QUOTED PASSAGE
• • •
Butterfly Study



Meeting The Eyes of All Others With Compassion

Something that came to mind on my walk to the gym after work the other evening:

When you realize we were all/

are all trying our best

You begin to resent a little less

Love a little more.


Ben Folds says it more eloquently, with the lens towards the creator’s realm:

“By dignifying even the most despicable character as a human being, by offering them what empathy we can manage, we also hold them accountable for their choices. You can’t really convincingly condemn a monster for being a monster. He’s just being the best monster he can be. Sure, it’s easier to make a caricature of someone you don’t want to relate to, but the more lines you can step over, the closer you can get to a subject, the better off you’ll be — and the more complex and effective your songwriting will be. From the filthy rich to the filthy minded, I learned to meet people one at a time.”


It is something I’ve fallen short from.

I think especially to a special few. Someone special, others, I dismissed.

This American Discovers: The Betel Nut!

Interesting. I just learned from a book about betel nut, the seed of the fruit of the Areca palm which is taken in countries commonly like how we take our caffeine/nicotine, although it has been red- flagged as a carcinogen (and for other stuff). It’s the 4th most common psychoactive drug after caffeine, nicotine, and alcohol. People in Papa New Guinea use it commonly… super cool. I love discovering commonly used consumer goods and edibles from  other countries.

The betel nut is the size of a small tomato.

If you can get it “farm to table” (lol) you’re supposed to crush it, chew on the substance inside and chew the seed for a few minutes, and then you can spit it out.
• • •
REQUIRED ACTIONS
1 > Reproduce the blog post word for word, everything from "The betel nut" down to "spit it out.".
2 > According to the blog post, where does betel nut rank among the most common psychoactive drugs?
3 > Write the next part of the blog post, picking up after its final sentence about chewing and spitting out the betel nut.

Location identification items
• • •
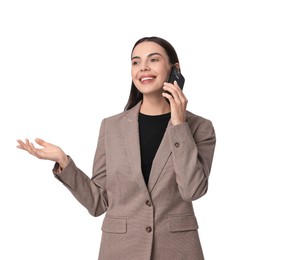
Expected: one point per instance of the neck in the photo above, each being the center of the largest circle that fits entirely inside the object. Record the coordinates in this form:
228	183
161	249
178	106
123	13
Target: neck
154	106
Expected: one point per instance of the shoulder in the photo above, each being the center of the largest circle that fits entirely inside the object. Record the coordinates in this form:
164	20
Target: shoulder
131	115
197	122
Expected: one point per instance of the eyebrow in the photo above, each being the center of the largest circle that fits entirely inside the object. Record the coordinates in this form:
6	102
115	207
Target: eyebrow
149	55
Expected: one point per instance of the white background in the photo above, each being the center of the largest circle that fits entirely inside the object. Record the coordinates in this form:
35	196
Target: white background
65	65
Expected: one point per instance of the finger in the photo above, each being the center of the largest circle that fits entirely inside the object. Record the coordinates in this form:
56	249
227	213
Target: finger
20	144
40	142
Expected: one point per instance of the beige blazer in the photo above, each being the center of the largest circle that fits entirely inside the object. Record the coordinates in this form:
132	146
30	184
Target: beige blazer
154	222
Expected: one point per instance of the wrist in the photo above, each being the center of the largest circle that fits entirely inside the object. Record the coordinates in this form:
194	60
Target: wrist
63	162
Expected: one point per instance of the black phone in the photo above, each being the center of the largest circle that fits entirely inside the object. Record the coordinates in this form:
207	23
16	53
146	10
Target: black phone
176	75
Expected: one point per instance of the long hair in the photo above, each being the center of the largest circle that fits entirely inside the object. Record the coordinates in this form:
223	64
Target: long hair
135	95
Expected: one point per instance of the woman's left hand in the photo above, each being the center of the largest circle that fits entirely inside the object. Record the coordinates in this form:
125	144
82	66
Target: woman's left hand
178	102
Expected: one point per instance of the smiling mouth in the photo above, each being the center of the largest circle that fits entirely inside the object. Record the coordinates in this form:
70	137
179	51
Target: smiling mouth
146	79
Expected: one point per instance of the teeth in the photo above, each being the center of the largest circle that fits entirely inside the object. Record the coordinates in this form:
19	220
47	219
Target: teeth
146	79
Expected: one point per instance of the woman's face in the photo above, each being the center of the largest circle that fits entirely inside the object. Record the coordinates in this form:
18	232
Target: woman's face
150	68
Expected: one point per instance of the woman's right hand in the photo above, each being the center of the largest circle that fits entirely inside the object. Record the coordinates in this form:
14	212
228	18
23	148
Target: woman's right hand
47	152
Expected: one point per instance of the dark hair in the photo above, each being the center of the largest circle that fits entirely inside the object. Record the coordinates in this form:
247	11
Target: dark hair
135	95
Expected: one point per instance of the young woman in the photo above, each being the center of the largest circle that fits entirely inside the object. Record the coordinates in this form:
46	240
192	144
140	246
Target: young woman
151	162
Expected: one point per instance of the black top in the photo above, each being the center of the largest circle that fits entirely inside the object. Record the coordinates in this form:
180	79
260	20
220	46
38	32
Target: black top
151	129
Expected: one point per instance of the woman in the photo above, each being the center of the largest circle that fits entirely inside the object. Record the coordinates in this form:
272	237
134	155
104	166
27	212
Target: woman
151	162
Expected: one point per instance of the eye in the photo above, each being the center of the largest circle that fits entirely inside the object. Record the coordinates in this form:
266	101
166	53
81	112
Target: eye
135	62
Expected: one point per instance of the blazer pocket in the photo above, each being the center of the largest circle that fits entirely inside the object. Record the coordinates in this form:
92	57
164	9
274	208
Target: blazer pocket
183	222
116	225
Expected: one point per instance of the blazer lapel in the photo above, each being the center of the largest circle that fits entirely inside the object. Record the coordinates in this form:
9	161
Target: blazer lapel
161	157
132	143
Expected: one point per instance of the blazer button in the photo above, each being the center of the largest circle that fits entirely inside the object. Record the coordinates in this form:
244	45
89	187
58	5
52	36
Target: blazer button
177	145
148	229
148	203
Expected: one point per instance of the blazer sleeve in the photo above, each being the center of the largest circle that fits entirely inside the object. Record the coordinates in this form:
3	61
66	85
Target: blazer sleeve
90	192
192	148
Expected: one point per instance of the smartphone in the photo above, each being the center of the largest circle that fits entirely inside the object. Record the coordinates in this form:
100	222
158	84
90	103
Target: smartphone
176	75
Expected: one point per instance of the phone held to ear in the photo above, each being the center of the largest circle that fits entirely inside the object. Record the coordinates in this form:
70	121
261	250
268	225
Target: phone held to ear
176	75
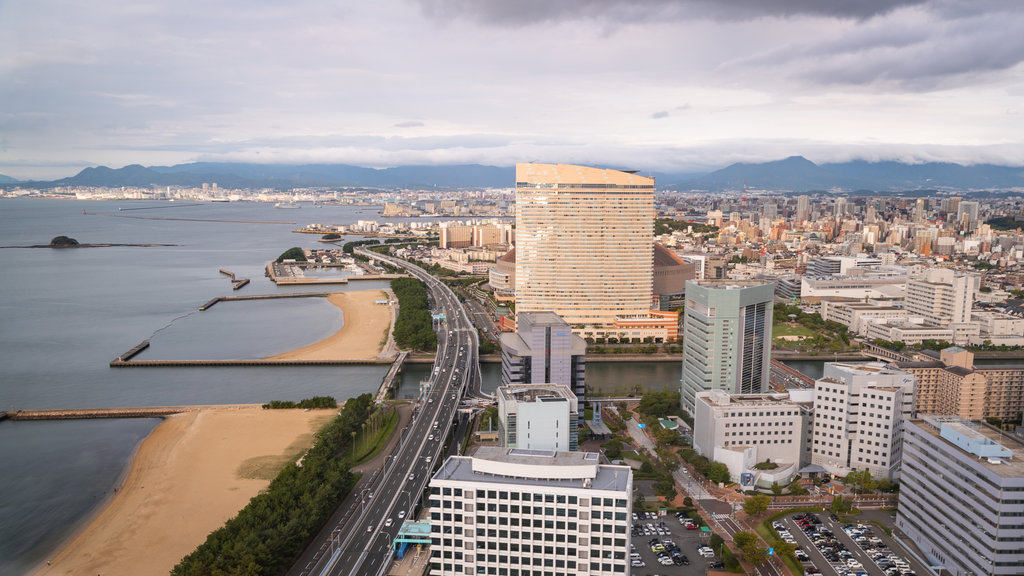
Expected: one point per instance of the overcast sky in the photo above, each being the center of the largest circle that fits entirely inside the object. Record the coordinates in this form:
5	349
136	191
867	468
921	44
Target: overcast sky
685	85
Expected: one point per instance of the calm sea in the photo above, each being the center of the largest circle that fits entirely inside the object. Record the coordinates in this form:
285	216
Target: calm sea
66	314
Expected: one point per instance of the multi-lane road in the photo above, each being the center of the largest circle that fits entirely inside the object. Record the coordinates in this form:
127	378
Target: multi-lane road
363	542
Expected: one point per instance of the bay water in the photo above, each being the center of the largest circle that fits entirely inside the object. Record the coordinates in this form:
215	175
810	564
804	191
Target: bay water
66	314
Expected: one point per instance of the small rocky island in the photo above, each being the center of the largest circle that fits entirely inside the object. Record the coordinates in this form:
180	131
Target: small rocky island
64	242
69	242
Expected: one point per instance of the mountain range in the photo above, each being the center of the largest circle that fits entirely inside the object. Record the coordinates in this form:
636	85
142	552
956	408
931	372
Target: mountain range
792	174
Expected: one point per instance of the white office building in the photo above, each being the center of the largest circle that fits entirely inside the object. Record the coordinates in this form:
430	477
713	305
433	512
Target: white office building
544	351
538	417
858	415
529	512
962	495
941	296
741	430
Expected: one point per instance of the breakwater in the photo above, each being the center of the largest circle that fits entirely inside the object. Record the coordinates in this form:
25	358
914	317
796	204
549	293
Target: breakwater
117	363
236	283
124	412
213	301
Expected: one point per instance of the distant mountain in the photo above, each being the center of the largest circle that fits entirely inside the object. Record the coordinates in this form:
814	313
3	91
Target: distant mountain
799	174
792	174
459	176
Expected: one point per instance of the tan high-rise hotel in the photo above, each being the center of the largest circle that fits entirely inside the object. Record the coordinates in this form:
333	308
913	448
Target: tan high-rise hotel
584	244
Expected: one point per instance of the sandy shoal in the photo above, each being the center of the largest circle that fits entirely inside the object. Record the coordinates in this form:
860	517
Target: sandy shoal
184	483
363	333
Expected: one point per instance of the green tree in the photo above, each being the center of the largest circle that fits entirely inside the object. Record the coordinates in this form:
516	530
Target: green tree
841	505
861	482
749	546
717	471
757	504
659	404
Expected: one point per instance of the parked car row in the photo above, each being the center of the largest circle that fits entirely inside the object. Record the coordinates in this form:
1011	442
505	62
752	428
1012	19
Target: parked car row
890	563
650	529
823	539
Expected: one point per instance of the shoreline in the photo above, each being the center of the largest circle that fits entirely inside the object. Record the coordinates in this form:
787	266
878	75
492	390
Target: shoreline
83	524
201	468
364	332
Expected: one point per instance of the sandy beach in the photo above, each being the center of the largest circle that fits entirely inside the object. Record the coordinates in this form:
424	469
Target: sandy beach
364	333
194	472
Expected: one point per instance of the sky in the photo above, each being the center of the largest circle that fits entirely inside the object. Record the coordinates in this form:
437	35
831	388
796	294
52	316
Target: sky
681	86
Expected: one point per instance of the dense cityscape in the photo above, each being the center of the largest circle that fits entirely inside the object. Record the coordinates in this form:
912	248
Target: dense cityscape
450	288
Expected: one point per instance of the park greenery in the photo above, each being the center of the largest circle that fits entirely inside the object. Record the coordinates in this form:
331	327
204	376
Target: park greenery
750	547
266	536
413	328
659	404
306	403
757	504
293	253
819	334
668	225
62	242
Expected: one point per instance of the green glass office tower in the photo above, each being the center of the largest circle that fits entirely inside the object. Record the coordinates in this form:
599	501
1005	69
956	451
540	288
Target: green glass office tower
726	337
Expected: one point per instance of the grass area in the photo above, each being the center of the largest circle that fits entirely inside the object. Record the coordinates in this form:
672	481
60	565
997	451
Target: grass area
791	330
768	533
267	467
369	446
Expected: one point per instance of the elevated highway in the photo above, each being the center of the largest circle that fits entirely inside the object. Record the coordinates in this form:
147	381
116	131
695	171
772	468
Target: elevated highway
361	542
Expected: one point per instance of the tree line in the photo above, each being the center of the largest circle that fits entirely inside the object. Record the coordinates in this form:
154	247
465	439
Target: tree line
266	536
413	328
314	402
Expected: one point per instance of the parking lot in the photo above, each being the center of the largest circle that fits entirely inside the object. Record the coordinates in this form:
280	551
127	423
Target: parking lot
686	540
843	549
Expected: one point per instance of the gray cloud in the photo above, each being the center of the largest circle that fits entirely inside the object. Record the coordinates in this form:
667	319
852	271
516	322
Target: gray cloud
523	12
919	52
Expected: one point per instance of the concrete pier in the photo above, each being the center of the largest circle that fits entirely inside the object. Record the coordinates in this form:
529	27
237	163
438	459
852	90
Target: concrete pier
388	382
133	352
117	363
125	412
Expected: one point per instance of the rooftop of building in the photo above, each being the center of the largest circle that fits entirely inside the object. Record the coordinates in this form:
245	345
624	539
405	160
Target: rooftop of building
665	257
548	468
978	440
536	393
865	368
726	284
723	399
541	318
552	175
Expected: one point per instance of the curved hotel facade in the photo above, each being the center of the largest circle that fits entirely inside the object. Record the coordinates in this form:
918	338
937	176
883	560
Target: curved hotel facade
584	243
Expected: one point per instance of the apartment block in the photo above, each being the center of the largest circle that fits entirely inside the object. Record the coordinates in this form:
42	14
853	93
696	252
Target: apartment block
953	385
962	495
727	337
858	414
529	512
538	417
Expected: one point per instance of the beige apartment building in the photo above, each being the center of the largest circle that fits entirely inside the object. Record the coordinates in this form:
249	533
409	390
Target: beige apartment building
953	385
584	243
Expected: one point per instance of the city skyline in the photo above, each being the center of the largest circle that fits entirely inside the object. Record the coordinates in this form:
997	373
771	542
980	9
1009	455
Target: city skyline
688	85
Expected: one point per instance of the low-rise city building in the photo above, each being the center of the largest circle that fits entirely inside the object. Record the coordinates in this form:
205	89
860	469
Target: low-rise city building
520	511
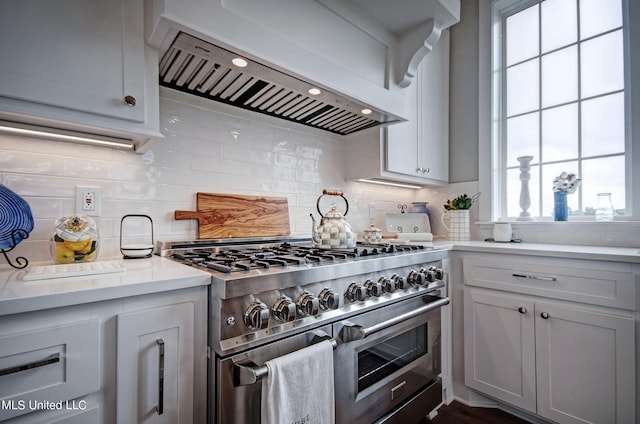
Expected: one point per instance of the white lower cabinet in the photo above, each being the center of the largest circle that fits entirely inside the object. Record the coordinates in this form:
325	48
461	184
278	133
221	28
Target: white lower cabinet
140	359
155	365
567	362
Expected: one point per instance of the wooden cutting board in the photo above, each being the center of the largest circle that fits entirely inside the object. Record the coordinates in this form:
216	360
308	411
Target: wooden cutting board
233	215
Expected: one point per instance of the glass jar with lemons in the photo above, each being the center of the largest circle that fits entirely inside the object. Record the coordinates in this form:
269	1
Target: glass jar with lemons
75	239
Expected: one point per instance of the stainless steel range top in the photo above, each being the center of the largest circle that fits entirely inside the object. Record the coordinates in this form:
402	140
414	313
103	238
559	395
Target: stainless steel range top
265	289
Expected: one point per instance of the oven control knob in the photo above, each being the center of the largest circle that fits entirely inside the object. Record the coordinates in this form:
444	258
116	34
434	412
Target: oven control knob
401	282
355	292
257	316
329	299
308	304
439	272
415	278
388	285
429	274
284	310
374	288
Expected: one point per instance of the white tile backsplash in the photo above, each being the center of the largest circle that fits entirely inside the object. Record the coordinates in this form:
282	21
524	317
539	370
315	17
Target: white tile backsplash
212	148
207	149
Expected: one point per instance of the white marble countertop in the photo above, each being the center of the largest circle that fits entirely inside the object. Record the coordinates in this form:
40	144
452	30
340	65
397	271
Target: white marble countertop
156	274
141	276
597	253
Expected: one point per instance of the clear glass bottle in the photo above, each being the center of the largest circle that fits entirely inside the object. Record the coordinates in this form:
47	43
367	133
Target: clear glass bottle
604	207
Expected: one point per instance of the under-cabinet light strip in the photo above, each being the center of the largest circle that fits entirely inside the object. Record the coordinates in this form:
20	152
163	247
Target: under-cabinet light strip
389	183
28	130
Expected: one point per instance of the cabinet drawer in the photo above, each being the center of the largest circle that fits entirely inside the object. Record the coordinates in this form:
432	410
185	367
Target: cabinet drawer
597	283
48	365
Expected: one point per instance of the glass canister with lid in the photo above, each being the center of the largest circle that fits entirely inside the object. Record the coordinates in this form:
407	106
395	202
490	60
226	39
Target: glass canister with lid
75	239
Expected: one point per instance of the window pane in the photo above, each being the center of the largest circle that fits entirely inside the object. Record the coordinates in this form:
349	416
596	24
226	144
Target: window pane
597	16
560	77
549	173
514	187
603	175
522	138
602	64
603	125
560	133
559	23
522	88
522	35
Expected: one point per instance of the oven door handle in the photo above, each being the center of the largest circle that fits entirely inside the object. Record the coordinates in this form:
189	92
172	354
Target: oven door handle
250	373
352	332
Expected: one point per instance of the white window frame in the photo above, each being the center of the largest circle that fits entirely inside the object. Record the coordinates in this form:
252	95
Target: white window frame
490	127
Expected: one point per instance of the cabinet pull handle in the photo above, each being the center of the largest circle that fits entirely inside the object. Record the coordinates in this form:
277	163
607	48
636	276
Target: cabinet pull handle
130	101
51	359
535	277
160	407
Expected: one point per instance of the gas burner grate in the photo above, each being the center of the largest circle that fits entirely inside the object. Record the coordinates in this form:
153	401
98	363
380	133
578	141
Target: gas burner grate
235	259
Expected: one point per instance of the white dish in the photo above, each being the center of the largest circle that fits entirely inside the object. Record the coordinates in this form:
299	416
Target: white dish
136	250
415	236
407	223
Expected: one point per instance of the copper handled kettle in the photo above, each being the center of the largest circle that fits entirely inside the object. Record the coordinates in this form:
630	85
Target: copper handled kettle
334	232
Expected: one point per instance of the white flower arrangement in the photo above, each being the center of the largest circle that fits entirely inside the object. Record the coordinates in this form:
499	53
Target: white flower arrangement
568	183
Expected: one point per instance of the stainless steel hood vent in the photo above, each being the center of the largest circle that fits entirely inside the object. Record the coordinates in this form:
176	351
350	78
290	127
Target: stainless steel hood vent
195	66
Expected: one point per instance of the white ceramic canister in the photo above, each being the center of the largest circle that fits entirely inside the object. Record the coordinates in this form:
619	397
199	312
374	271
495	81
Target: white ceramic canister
502	232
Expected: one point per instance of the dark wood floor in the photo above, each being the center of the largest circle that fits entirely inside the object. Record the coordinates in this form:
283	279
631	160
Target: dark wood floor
457	413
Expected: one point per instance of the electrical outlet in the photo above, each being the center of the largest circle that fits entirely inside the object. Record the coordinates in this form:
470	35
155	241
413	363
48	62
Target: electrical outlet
88	200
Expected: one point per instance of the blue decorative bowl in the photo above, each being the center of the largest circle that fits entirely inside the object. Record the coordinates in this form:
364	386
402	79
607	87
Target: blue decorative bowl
16	220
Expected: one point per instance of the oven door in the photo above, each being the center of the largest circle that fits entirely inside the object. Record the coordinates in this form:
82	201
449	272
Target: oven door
387	363
238	390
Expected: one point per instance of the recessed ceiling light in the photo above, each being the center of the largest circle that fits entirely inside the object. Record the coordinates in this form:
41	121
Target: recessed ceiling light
239	62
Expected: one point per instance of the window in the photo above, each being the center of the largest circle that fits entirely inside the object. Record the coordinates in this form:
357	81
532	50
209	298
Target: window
562	100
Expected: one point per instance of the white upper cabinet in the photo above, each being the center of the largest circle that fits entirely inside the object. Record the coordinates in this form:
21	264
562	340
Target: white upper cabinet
416	151
80	65
366	50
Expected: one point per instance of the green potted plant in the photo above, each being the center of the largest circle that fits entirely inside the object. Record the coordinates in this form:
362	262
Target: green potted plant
461	202
457	210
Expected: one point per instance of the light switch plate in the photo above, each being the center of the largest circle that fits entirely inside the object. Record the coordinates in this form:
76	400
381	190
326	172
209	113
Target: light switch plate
89	200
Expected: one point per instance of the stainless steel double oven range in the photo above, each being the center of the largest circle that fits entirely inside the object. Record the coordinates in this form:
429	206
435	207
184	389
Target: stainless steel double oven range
379	304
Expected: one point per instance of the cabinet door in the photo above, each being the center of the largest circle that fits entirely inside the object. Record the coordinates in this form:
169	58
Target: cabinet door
401	140
419	147
155	360
74	54
433	118
499	347
585	365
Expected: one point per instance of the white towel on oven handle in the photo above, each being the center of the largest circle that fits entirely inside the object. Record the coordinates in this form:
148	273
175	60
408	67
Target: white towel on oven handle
299	387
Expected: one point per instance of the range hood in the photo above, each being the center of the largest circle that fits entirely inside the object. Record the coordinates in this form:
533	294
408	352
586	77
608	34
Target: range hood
203	69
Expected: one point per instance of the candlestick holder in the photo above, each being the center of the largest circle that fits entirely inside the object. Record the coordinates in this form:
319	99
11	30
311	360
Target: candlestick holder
• • •
IN RESPONSE
1 >
The betel nut is the size of a small tomato.

If you can get it “farm to table” (lol) you’re supposed to crush it, chew on the substance inside and chew the seed for a few minutes, and then you can spit it out.

2 > It is the fourth most common, after caffeine, nicotine, and alcohol.

3 >
I want to try a fresh betel nut! I know it’s not good for me if I use it regularly, but just once, I’d like to get fresh ones and try them myself.

Evening Meditations

What’s going on inside:

Gentle waves

Lapping at the edges of my heart

Warming it

Softening it

Feathering it /


Love /


What’s going on outside (sight)

Me at the feet of a beach shore

Head down in between my knees


There is so much joy

He is pleased

He tells me he is pleased /

One day at a time

For every 10 bad days

I hold onto the one good day

For every 3rd bad day, I hold onto the one good day

For every 77th bad day, I’ll hold onto that one good day /

As Annie Dillard sagely said, “how you spend your days… is how you spend your life.”

I will choose to live mine spending it in gratitude.

When you realize we were all/

are all trying our best

You begin to resent a little less

Love a little more.



Will We Give Up Our Souls For “Nation First?” Morning Meditations

When I read this as an American and as a citizen at large on this Earth, all I can think of are the millions of people getting persecuted and the lands being neglected– for being undocumented/uncategorized or categorized and thus pigeonholed into being “other”. All I can think about is the stripping of dignity and the lashings we’ve been complicit in, and the lack of love we have so demonstrated.

I am not saying particular regulations are unnecessary, but should there not be compassion and love for all [regardless of our individual values or duties] grounding our every motive, action, and law?:

“On the final night the weather was stormy. The rain was coming down hard, the rain was heavy, bashing down on top of our little boat. Darkness, darkness everywhere. I saw Parnya. She was sleeping in her mother’s arms. Her mother, Shokoufeh, had also passed out. I saw Parnya’s face under the yellow light from that damn lamp, that weak lamp, the lamp hanging from the ceiling knocking back and forth. I saw her face, which seemed bluish from where I was standing. It seemed she had fallen into an eternal sleep while in her mother’s embrace. The violent waves had beseiged us; they were bent on pulling Parnya into the sea, pulling her together with her mother and her brother, who was also sleeping on his mother’s lap, pulling all of them into the abyss of that dark ocean. The boat was shaking violently. Firouz With the Hazel Eyes (the father/husband) was a thin man, unable to assist his family… terrified, he looked over at them and said, ‘My children are going to die.’ He just cried.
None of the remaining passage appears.